#### What you will do:
Retype the part of the AIX setup text between "So the way forward" and "(to one’s liking).", inclusive.

#### Extract:
So the way forward is as follows:
- Install the necessary components on the AIX system.
- Change one’s login shell to bash.
- Configure one’s user profile to leverage the installed components and emulate a RHEL environment (to one’s liking).
The good news for those of you who are familiar with Fedora or Red Hat Enterprise Linux (or some rpm-based distribution) is that AIX actually supports rpm packages. In fact, IBM has a website where they offer rpm packages holding all the content we’ll need to proceed (albeit very out-of-date in some cases). For the sake of security, my instructions will describe the installation of the IBM-provided rpm packages, but I’ll provide a link to the website of a very nice gentleman who packages up the latest versions of open source utilities for AIX on a regular basis. He’s probably trustworthy (that’s a call you and your team can make), but I will be endeavoring to learn to create rpm packages myself so that I can acquire the content from the publishers (the GNU core utilities, for example) and package it up myself, assuring the integrity of the package for my organization.
Note: All versions of AIX succeeding AIX 5.1 should allow for the following instructions to function properly.
Installing bash on AIX
- Acquire the latest bash package from IBM’s website: http://www-03.ibm.com/systems/power/software/aix/linux/toolbox/date.html. While bash 4.3 is the latest version, at the time of writing, the latest package offered by IBM is bash-4.2. No big deal.
- Install the package with the command:
rpm -ivh bash-4.2-1.aix6.1.ppc.rpm
Configuring bash for use on AIX
- Enable bash for use on the AIX system by modifying /etc/shells. Simply add a line to /etc/shells as follows:
- Change your login shell to bash by logging into the account which you intend to modify and executing:
- Log out and log back in. Notice the -bash-4.2$ prompt!
Installing the GNU Core Utilities on AIX
- Acquire the latest GNU Core Utilities package from IBM’s website: http://www-03.ibm.com/systems/power/software/aix/linux/toolbox/date.html. The latest version is called “coreutils-5.2.1.” As you can see, it is quite old (the latest version of the GNU Core Utilities is 8.22) but it is functional. This is the package I am most interested in acquiring and packaging for AIX, myself (see the note about Perzl later for a possible shortcut).

#### Supplied material:
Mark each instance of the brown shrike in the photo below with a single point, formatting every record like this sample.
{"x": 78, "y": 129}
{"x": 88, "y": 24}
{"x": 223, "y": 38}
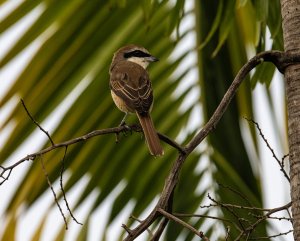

#### In response:
So the way forward is as follows:
- Install the necessary components on the AIX system.
- Change one’s login shell to bash.
- Configure one’s user profile to leverage the installed components and emulate a RHEL environment (to one’s liking).